Segment Start: Document extract

Galatians 3:13-14 (Pitchers/Glasses example)
Illustration – I was sitting with a good friend over breakfast while we were away over the Christmas holiday. My friend’s name is Ken…
Ken asked me this question…Jed, do you know what is tragic about the cross? It’s not that Jesus was wrongly accused. It’s not that he was condemned to death as an innocent man. The tragedy of the cross is not that he was stripped and beaten and mocked and ridiculed and then left to hang on a cross, naked and alone. It’s not that his friends abandoned him in that moment.
No…(any of us could choose someone who we would die for…)
Here’s what Scripture says about the tragedy of the cross.
The Bible says that Jesus didn’t die merely as an example of love and ultimate sacrifice, as some modern-day movements will say…He didn’t even die simply to show us that He loved you and me (although he did do that)…
2 Corinthians 5:21 – “For God made Christ, who never sinned, to be the offering for our sin, so that we could be made right with God through Christ.”
1 Peter 2:24 – “He (Christ) personally carried our sins in his body on the cross so that we can be dead to sin and live for what is right. By his wounds you are healed. Once you were like sheep who wandered away. But now you have turned to your Shepherd, the Guardian of your souls.”
When Jesus died, God poured into Christ all of our sin…all of our wickedness…all of the evil in this world and in our lives…all of our shame, our guilt, our bitterness and hatred and segregation and racism and injustice and selfishness and brokenness, and He poured those things into Christ so that on the cross, Christ, the perfect, sinless, blameless Son of God became your sin…he became my sin…
If you are caught up in envy and jealousy, Christ became envious and jealous on the cross. If you are privately engaged in lust, infidelity, pornography, Jesus became filled with lust, unfaithful, and immoral on the cross. If you are filled with anger and rage, Jesus became your temper and fits of rage…if you are living with the burden of regret because of sins from the past, Jesus became those sins on the cross…If you have worshipped other God, Christ became an idolater for you.

Segment End: Document extract

Return the passage of the sermon excerpt on the cross word for word, starting with "When Jesus died, God" and going on through "idolater for you.".

Segment Start: Provided material

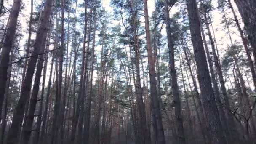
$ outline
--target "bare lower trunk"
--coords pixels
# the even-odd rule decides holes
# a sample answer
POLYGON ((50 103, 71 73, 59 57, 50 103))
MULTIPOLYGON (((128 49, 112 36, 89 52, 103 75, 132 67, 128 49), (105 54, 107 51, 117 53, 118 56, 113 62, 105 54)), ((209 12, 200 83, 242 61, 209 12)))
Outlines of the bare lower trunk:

Segment End: Provided material

- **Output of the exercise**
When Jesus died, God poured into Christ all of our sin…all of our wickedness…all of the evil in this world and in our lives…all of our shame, our guilt, our bitterness and hatred and segregation and racism and injustice and selfishness and brokenness, and He poured those things into Christ so that on the cross, Christ, the perfect, sinless, blameless Son of God became your sin…he became my sin…
If you are caught up in envy and jealousy, Christ became envious and jealous on the cross. If you are privately engaged in lust, infidelity, pornography, Jesus became filled with lust, unfaithful, and immoral on the cross. If you are filled with anger and rage, Jesus became your temper and fits of rage…if you are living with the burden of regret because of sins from the past, Jesus became those sins on the cross…If you have worshipped other God, Christ became an idolater for you.